----- Brano estratto -----

Fu fatto tornare energicamente a Roma da quel suo cercato “deserto”, e vi fu accolto “con applauso universale”, come si legge nel “Ristretto della vita del Venerabile servo di Dio Giovanni Giovenale Ancina, vescovo di Saluzzo”: “da tutti acclamato per la generosa fuga dalle offerte dignità; il cardinale Tarugi particolarmente non cessava di encomiarlo dicendo: … Non si trovano dei Padri Giovenali che dicano: mi son dato alla fuga per starmene nel deserto”. A causa del perdurare delle trattative tra la Curia Romana e lo Stato di Savoia sui diritti che la Sede Apostolica reclamava, la nomina tardò. Ufficializzata nel Concistoro del 26 agosto 1602, P. Giovenale dovette accettare quel peso. Avrà sicuramente ripensato in quel momento ai versi, volutamente popolareschi, composti a Fermo nei giorni della fuga: il “Nuovo cantico di Giovenale Ancina peccatore, a imitazione del Beato Jacopone da Todi. 1598”, come egli li intitolò, o “Il pellegrino errante” come saranno in seguito denominati: “Pastorato gran travaglio: por la vita a repentaglio, quando gregge và a sbaraglio… Vescovado gran tempesta, notte e giorno al cor molesta: se t’aggrada tale festa, fatti avanti, pecorone!”. Ma non era certo la paura delle fatiche apostoliche a fargli temere quel servizio… C’era il ricordo di Padre Filippo e della semplicità della vita all’Oratorio; c’era la sua umiltà, la coscienza del suo nulla: “Piscopato de Salluce, lascia ad autro esperto Duce, ca no sei tu sal né luce, ma sol ombra e Cocozzone!”. L’ordinazione episcopale gli fu conferita dal card. Tarugi nella amata Vallicella il 1° settembre.

----- Materiale fornito -----

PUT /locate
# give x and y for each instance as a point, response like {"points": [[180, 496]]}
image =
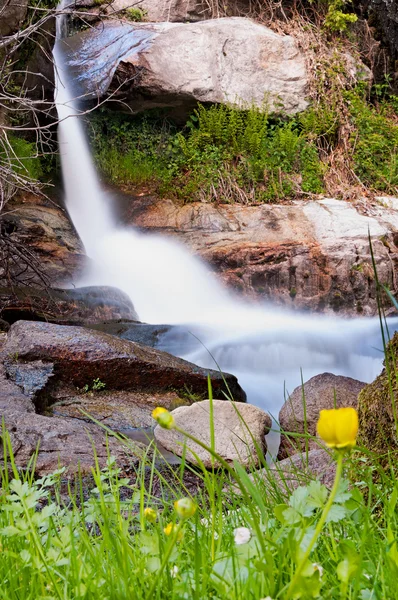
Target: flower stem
{"points": [[322, 520]]}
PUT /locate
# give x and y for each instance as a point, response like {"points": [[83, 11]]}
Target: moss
{"points": [[376, 407]]}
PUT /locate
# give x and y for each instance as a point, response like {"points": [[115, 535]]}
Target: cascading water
{"points": [[265, 347]]}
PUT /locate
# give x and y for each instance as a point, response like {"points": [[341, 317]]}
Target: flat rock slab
{"points": [[306, 255], [239, 431], [117, 409], [81, 356], [323, 391], [229, 60], [63, 443]]}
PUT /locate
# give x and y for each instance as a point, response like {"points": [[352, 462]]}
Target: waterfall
{"points": [[265, 347]]}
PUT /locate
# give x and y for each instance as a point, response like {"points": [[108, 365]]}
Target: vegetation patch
{"points": [[224, 154]]}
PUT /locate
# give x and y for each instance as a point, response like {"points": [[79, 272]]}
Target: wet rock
{"points": [[38, 244], [163, 10], [120, 410], [229, 60], [11, 396], [62, 443], [81, 356], [377, 409], [383, 15], [238, 431], [300, 469], [321, 392], [79, 306], [311, 255], [142, 333], [33, 378]]}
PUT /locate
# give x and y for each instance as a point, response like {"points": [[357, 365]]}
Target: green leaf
{"points": [[318, 494], [279, 511], [337, 513]]}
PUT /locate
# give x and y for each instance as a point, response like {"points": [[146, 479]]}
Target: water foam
{"points": [[264, 346]]}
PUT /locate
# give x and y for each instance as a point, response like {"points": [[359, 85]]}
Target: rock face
{"points": [[238, 431], [55, 251], [384, 15], [81, 356], [164, 10], [376, 408], [40, 366], [300, 469], [61, 442], [85, 305], [39, 250], [310, 255], [230, 60], [321, 392]]}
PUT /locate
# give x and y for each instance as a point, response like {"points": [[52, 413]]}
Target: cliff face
{"points": [[383, 15]]}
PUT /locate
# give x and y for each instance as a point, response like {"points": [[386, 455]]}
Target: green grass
{"points": [[101, 546], [220, 154], [223, 154]]}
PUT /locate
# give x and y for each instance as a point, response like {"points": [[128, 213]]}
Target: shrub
{"points": [[375, 142]]}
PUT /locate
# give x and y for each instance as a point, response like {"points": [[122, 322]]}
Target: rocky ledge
{"points": [[73, 374], [228, 60], [309, 255]]}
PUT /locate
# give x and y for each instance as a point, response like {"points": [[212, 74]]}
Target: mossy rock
{"points": [[377, 404]]}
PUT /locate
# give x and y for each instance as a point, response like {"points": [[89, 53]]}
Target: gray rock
{"points": [[238, 430], [311, 255], [33, 378], [230, 60], [61, 443], [321, 392], [142, 333], [81, 355], [76, 306], [300, 469]]}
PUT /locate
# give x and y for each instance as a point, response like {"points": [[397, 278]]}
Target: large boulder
{"points": [[239, 433], [286, 475], [162, 10], [230, 60], [300, 412], [59, 441], [38, 244], [377, 408], [75, 306], [80, 356], [311, 255], [62, 443]]}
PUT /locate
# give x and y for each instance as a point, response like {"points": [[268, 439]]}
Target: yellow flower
{"points": [[185, 508], [150, 514], [163, 417], [338, 427], [171, 528]]}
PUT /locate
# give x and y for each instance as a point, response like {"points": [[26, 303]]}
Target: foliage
{"points": [[337, 20], [22, 157], [230, 542], [135, 14], [221, 154], [374, 141]]}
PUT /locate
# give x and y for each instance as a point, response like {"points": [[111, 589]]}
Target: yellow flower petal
{"points": [[338, 427], [163, 417]]}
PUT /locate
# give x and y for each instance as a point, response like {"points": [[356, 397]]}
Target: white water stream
{"points": [[264, 346]]}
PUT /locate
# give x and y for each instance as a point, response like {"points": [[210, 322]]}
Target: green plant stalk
{"points": [[232, 473], [165, 561], [322, 520]]}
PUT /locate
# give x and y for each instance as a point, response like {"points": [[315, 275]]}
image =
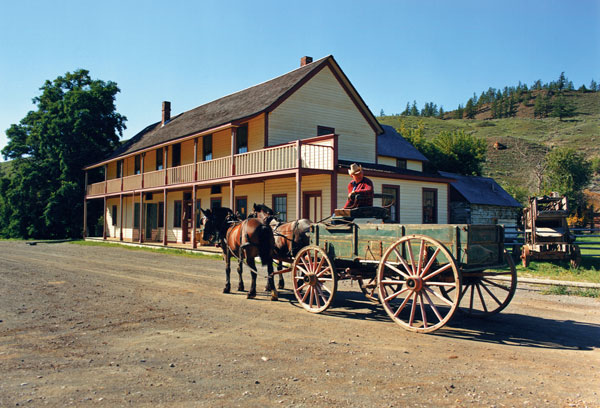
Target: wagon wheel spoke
{"points": [[431, 260], [412, 280], [314, 280], [403, 262], [487, 295]]}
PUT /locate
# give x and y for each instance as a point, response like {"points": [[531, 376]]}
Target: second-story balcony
{"points": [[317, 154]]}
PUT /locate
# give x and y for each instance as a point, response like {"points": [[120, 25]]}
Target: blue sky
{"points": [[192, 52]]}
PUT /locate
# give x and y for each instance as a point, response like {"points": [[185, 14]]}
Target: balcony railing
{"points": [[318, 155]]}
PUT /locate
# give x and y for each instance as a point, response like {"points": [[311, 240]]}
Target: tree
{"points": [[568, 173], [75, 124], [562, 108], [459, 152]]}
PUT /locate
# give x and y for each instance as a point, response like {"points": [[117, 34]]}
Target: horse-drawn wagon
{"points": [[419, 273]]}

-----

| Problema da risolvere |
Spiega in una o due frasi perché, secondo il brano su Giovenale Ancina, la sua nomina a vescovo tardò.

| Soluzione proposta |
La nomina tardò perché si protraevano le trattative tra la Curia Romana e lo Stato di Savoia sui diritti che la Sede Apostolica reclamava.